[Collected data]

☆ ☆ ☆ ☆ ☆ ☆ ☆

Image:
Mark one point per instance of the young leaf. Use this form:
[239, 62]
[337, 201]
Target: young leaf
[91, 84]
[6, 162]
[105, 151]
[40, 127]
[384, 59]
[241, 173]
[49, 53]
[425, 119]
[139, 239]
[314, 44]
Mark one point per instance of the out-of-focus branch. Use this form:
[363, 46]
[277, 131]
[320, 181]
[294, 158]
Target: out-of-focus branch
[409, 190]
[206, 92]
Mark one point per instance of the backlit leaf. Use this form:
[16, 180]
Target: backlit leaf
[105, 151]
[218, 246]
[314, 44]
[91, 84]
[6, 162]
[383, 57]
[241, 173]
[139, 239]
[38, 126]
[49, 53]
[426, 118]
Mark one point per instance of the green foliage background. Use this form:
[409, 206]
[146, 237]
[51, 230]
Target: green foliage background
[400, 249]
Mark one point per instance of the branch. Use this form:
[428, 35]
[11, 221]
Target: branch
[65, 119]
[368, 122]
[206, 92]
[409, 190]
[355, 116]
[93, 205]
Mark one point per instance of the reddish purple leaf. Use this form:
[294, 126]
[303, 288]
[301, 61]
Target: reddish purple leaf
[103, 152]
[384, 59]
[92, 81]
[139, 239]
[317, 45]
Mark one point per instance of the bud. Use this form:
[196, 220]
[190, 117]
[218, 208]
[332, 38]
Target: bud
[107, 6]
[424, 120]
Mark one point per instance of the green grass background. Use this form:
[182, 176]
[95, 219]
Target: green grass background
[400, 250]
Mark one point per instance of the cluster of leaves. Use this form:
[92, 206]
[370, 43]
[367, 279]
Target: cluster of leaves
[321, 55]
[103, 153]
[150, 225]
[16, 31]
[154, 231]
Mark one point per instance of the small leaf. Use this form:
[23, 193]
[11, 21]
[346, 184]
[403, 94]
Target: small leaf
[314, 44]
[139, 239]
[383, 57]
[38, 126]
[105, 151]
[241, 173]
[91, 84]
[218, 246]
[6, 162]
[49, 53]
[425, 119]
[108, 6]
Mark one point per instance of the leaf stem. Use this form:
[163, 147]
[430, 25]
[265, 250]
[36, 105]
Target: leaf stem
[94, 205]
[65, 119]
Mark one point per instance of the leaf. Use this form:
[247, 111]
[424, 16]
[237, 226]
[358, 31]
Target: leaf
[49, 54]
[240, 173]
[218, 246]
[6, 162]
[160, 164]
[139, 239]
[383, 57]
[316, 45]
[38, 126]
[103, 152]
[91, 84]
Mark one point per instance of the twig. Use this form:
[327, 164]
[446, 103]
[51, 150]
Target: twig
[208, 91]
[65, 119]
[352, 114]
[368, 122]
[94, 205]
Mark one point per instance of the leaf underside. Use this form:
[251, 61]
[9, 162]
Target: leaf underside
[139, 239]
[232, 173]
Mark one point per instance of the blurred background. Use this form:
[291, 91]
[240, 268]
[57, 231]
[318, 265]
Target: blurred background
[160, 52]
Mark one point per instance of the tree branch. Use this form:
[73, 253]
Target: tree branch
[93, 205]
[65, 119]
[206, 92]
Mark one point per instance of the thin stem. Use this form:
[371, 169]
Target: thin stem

☆ ☆ ☆ ☆ ☆ ☆ ☆

Print every entry exactly as it appears.

Image:
Mark one point per instance of the young leaf. Use this form:
[239, 62]
[337, 201]
Target: young leaf
[91, 84]
[6, 162]
[105, 151]
[40, 127]
[384, 59]
[241, 173]
[49, 53]
[425, 119]
[139, 239]
[314, 44]
Mark one point per instance of the out-of-focus branch. Use this form:
[363, 46]
[277, 131]
[320, 181]
[294, 158]
Target: out-of-focus branch
[409, 190]
[206, 92]
Mark one point per instance of the backlit leaf. Use this form:
[16, 180]
Target: backlit leaf
[105, 151]
[218, 246]
[314, 44]
[91, 84]
[6, 162]
[383, 57]
[241, 173]
[139, 239]
[38, 126]
[49, 53]
[426, 118]
Mark one point per instance of the green foliage background. Use this form:
[409, 206]
[146, 237]
[51, 230]
Target: green foliage background
[400, 249]
Mark one point per instance of the branch. Use this form:
[428, 35]
[11, 221]
Target: branch
[65, 119]
[368, 122]
[206, 92]
[409, 190]
[355, 116]
[93, 205]
Mark one point per instance of the reddish purple leaf. Use this form:
[294, 126]
[303, 288]
[301, 61]
Target: reddish purple leaf
[103, 152]
[384, 59]
[92, 81]
[139, 239]
[317, 45]
Mark one point per instance of the bud. Use this form:
[196, 220]
[190, 117]
[218, 208]
[332, 38]
Target: bud
[107, 6]
[424, 120]
Mark one point per instance of the green grass background. Use this form:
[182, 176]
[95, 219]
Target: green grass background
[400, 250]
Mark one point per instance of the cluster of leaves. Use this form:
[92, 206]
[370, 43]
[367, 279]
Target: cluster of leaves
[321, 55]
[103, 153]
[150, 225]
[16, 31]
[154, 231]
Mark one point per instance of the small leaf. Use this form:
[23, 193]
[11, 21]
[346, 184]
[403, 94]
Target: small leaf
[314, 44]
[139, 239]
[383, 57]
[38, 126]
[105, 151]
[241, 173]
[91, 84]
[218, 246]
[6, 162]
[49, 53]
[425, 119]
[108, 6]
Mark one point per instance of the leaf stem. Use this form:
[163, 147]
[430, 25]
[265, 250]
[36, 105]
Target: leaf stem
[94, 205]
[65, 119]
Mark one point per instance of the leaf. Use this form:
[247, 111]
[424, 16]
[237, 226]
[358, 31]
Target: leaf
[49, 54]
[240, 173]
[218, 246]
[6, 162]
[160, 164]
[139, 239]
[383, 57]
[316, 45]
[38, 126]
[103, 152]
[91, 84]
Mark one point per instance of the twig. Use this form:
[327, 164]
[446, 103]
[51, 150]
Target: twig
[208, 91]
[65, 119]
[352, 114]
[368, 122]
[94, 205]
Mark one point per instance of the leaf underside. Use this form:
[251, 61]
[9, 162]
Target: leaf underside
[139, 239]
[232, 173]
Mark one point per instance of the blurred background. Use this form:
[291, 91]
[240, 268]
[57, 231]
[318, 265]
Target: blurred background
[160, 52]
Mark one point per instance of the tree branch. Use this form:
[73, 253]
Target: tree branch
[93, 205]
[65, 119]
[206, 92]
Mark one point per instance of the thin stem. Use this form:
[371, 169]
Target: thin stem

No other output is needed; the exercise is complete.